#### WHAT THIS TASK INVOLVES:
Lay out all of the data below as a Markdown table with two columns, No. and Line, giving each line its own numbered row and skipping blank lines. Leave the pictures out.

#### WORKING DATA:
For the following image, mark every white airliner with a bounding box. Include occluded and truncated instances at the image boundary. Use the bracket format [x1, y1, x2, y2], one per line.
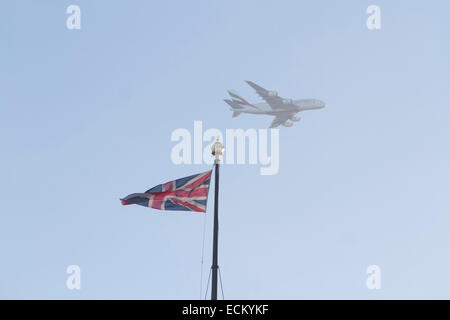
[224, 81, 326, 128]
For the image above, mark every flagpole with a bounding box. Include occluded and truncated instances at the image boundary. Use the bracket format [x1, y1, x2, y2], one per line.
[211, 138, 224, 300]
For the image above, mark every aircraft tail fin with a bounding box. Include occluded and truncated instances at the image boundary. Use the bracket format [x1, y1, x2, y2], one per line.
[223, 99, 244, 110]
[228, 90, 246, 103]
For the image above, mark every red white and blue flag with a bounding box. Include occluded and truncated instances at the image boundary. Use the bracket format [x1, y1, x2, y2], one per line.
[120, 170, 212, 212]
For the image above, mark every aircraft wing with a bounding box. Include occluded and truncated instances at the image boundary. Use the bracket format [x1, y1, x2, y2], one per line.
[245, 81, 292, 110]
[269, 115, 292, 128]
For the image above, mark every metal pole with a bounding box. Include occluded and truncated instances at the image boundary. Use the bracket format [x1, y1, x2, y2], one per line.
[211, 160, 219, 300]
[211, 138, 224, 300]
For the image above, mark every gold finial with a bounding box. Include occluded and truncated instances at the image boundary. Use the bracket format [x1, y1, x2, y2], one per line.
[211, 137, 225, 163]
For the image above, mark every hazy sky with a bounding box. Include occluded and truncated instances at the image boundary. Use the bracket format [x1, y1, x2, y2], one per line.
[0, 0, 450, 299]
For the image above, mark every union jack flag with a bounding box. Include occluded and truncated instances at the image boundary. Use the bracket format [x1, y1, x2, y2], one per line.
[120, 170, 212, 212]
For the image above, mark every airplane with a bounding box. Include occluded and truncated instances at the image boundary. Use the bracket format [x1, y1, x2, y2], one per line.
[224, 81, 326, 128]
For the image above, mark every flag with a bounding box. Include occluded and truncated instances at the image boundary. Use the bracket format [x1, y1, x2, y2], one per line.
[120, 170, 212, 212]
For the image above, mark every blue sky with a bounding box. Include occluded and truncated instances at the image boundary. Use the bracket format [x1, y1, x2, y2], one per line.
[0, 0, 450, 299]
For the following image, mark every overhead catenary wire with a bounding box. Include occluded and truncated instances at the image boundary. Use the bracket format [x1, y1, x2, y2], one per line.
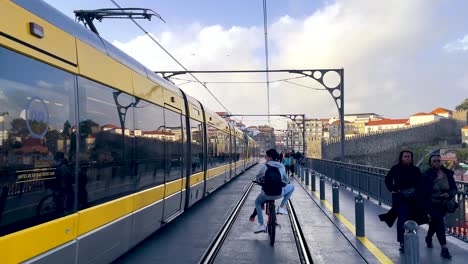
[110, 0, 234, 113]
[171, 76, 307, 84]
[263, 0, 270, 124]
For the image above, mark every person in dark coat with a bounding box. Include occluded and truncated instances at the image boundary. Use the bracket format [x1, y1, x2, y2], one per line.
[418, 155, 458, 259]
[379, 150, 421, 252]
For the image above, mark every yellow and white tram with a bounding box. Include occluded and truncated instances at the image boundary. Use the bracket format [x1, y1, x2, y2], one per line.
[0, 0, 259, 263]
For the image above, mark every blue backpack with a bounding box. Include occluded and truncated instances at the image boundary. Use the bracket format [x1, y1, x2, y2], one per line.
[262, 164, 285, 196]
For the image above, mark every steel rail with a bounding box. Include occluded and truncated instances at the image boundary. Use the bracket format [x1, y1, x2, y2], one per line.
[198, 182, 254, 264]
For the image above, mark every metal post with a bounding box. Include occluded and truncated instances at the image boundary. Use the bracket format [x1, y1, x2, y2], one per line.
[404, 220, 419, 264]
[301, 167, 305, 182]
[339, 69, 345, 162]
[302, 115, 307, 157]
[320, 175, 325, 200]
[332, 182, 340, 214]
[354, 194, 365, 237]
[310, 171, 317, 192]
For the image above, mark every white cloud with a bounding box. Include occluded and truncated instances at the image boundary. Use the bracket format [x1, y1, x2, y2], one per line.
[109, 0, 468, 128]
[444, 35, 468, 52]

#### FULL ANSWER:
| No. | Line |
|---|---|
| 1 | For the following image, mark every white airliner with a bounding box. Include occluded and truncated instances at the image boundary. Use the bracket format [x1, y1, x2, y2], one per line. |
| 2 | [224, 81, 326, 128] |
| 3 | For the image above, mark every flagpole with a bounding box. Include occluded and truncated instances at the image boundary. Use the bracket format [x1, y1, x2, y2], one per line. |
| 4 | [211, 138, 224, 300] |
| 5 | For the image above, mark every aircraft tail fin with a bounding box. Include occluded and truncated instances at the image boundary. Use the bracket format [x1, y1, x2, y2], one per line. |
| 6 | [223, 99, 244, 110] |
| 7 | [228, 90, 246, 103] |
| 8 | For the image above, mark every red white and blue flag with a bounding box. Include occluded and truncated instances at the image boundary. Use the bracket format [x1, y1, x2, y2], one per line. |
| 9 | [120, 170, 212, 212] |
| 10 | For the image above, mark every aircraft wing with a bounding box. Include occluded and truncated instances at the image boundary. Use the bracket format [x1, y1, x2, y2], one per line. |
| 11 | [245, 81, 292, 110] |
| 12 | [269, 115, 292, 128] |
| 13 | For the image above, mark every metal pole with a bounding box. Include occluded and truncated instances at the image boundary. Use the bracket format [x1, y1, x2, y2], one per line. |
| 14 | [211, 160, 219, 300] |
| 15 | [211, 138, 224, 300] |
| 16 | For the image above, mark every gold finial with a bounding box. Include occluded and truncated instances at the image boundary. Use the bracket format [x1, y1, x2, y2], one per line. |
| 17 | [211, 137, 225, 163] |
| 18 | For the image above, mark every hazy sky with a bounding box. Include occluded and truncated instances at the image boundary. Use the bracket format [x1, y1, x2, y2], one per line. |
| 19 | [0, 0, 450, 299] |
| 20 | For the image above, mark every union jack flag with a bounding box. Include occluded and truncated instances at the image boundary. Use the bracket format [x1, y1, x2, y2], one per line. |
| 21 | [120, 170, 212, 212] |
| 22 | For the image above, mark every airplane with a bounding box. Include occluded and truncated instances at the image boundary. Use the bracket format [x1, y1, x2, y2], one per line. |
| 23 | [224, 81, 326, 128] |
| 24 | For the image above, mark every flag with a bounding box. Include occluded and truncated instances at the image boundary. Use the bracket format [x1, y1, x2, y2], one per line. |
| 25 | [120, 170, 212, 212] |
| 26 | For the image above, mark every blue sky with a bounding box. Include occluded and truncated instances at the image boundary. Use the bracket format [x1, y1, x2, y2], one per line. |
| 27 | [0, 0, 450, 299] |
| 28 | For the following image, mark every overhead catenary wire with a bounding box. Include occluded and truncated instances at the image boundary. Use the bracket format [x1, y1, x2, y2], one per line. |
| 29 | [110, 0, 234, 113] |
| 30 | [171, 76, 307, 84] |
| 31 | [263, 0, 270, 124] |
| 32 | For the image above, mark every person in dark coat with a bounding box. Include occluded and truncated instances at the image boundary. Use the bracket format [x1, y1, x2, y2], one per line. |
| 33 | [418, 155, 458, 259] |
| 34 | [379, 150, 421, 252] |
| 35 | For the image above, mark every yellow and white tram with a bounding box. Include occluded and truncated instances at the image boundary. Use the bracket format [x1, y1, x2, y2], one per line. |
| 36 | [0, 0, 259, 263] |
| 37 | For the image above, mark every blue backpack with a bounding box. Include occluded and truncated instances at the image boundary. Use the bracket format [x1, y1, x2, y2], one per line. |
| 38 | [262, 164, 285, 196] |
| 39 | For the image above, mark every steel rail with a bounding box. Include occluded and truncated instances at the image boundary. Use the bracket format [x1, y1, x2, y2], one per line. |
| 40 | [198, 182, 254, 264] |
| 41 | For the image above, mark every metal post with a bounding box. Include occluded and truncated instances at the image boundary. Use the bracket format [x1, y1, x2, y2], one per line. |
| 42 | [404, 220, 419, 264] |
| 43 | [301, 167, 305, 182] |
| 44 | [339, 69, 345, 162] |
| 45 | [302, 115, 307, 157] |
| 46 | [320, 175, 325, 200] |
| 47 | [332, 182, 340, 214] |
| 48 | [354, 194, 365, 237] |
| 49 | [310, 171, 317, 192] |
| 50 | For the image above, mark every white cloud with a bounding box. Include occluded and truncated instances at the image boundary. Use the bracket format [x1, y1, x2, y2], one per line. |
| 51 | [109, 0, 468, 128] |
| 52 | [444, 35, 468, 52] |